| HOW TO COMPLETE THIS TASK |
Wherever the word "tall" appears in a line of the data, that line should be copied.
━━━━
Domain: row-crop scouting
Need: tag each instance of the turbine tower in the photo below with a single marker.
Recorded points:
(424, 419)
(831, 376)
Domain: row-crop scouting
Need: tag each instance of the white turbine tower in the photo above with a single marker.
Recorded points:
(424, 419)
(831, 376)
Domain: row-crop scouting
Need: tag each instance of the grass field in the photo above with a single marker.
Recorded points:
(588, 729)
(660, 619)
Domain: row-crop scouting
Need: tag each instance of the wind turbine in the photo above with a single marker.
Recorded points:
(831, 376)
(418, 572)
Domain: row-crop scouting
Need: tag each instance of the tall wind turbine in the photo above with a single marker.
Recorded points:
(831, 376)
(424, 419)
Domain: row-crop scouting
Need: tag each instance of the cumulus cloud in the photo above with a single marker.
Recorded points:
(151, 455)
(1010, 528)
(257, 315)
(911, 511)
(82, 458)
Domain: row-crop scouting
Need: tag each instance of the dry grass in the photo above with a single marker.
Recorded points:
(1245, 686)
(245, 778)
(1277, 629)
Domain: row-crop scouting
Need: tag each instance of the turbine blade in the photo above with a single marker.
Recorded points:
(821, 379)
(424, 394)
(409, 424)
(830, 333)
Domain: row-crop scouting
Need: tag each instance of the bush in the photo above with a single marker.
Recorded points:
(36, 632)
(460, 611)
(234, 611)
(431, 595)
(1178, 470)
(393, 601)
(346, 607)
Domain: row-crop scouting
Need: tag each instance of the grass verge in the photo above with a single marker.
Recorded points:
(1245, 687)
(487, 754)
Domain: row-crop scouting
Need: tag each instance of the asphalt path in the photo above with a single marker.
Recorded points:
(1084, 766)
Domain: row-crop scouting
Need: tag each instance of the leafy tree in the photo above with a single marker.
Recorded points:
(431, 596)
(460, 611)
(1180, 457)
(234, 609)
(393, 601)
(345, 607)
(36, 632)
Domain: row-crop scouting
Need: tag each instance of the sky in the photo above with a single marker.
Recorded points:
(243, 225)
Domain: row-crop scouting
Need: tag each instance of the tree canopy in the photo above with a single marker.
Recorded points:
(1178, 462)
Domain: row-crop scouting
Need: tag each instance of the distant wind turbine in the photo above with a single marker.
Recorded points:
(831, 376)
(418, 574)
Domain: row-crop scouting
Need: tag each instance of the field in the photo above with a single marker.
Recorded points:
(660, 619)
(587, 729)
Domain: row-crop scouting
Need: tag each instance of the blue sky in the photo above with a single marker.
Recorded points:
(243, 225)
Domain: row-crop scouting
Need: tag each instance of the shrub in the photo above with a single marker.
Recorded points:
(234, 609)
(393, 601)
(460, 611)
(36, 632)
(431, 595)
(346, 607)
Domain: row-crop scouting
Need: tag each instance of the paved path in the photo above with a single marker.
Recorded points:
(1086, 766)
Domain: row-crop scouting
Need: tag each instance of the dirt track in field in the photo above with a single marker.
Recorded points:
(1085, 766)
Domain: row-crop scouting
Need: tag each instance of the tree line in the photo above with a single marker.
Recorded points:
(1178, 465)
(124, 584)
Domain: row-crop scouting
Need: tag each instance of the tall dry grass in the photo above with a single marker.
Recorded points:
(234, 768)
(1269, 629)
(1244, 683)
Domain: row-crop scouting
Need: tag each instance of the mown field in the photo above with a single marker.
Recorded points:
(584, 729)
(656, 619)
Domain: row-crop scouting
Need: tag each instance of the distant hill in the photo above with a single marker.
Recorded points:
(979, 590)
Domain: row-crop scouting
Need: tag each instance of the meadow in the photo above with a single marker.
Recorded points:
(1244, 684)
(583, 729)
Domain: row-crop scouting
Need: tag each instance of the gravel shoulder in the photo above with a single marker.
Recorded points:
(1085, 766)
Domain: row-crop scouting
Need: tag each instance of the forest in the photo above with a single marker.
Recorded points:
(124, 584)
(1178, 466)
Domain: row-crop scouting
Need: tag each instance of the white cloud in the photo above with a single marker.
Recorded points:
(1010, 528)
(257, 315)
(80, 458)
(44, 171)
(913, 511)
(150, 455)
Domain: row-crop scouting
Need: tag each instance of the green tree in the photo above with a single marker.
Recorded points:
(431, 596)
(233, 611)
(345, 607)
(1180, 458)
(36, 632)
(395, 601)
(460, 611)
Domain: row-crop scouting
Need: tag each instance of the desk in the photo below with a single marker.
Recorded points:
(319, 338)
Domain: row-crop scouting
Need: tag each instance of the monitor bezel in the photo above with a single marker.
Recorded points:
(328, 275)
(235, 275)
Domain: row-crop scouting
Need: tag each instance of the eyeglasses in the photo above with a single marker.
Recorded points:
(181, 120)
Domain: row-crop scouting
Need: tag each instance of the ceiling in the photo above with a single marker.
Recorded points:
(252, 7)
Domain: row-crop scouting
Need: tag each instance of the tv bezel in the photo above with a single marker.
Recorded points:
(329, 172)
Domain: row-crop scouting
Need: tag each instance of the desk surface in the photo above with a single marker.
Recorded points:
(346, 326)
━━━━
| RESPONSE BOX |
Need: tag each instance of the tall wind turbine in the photo above with a single marker.
Need: tag each instance of the tall dry grass in the photo above with a single marker.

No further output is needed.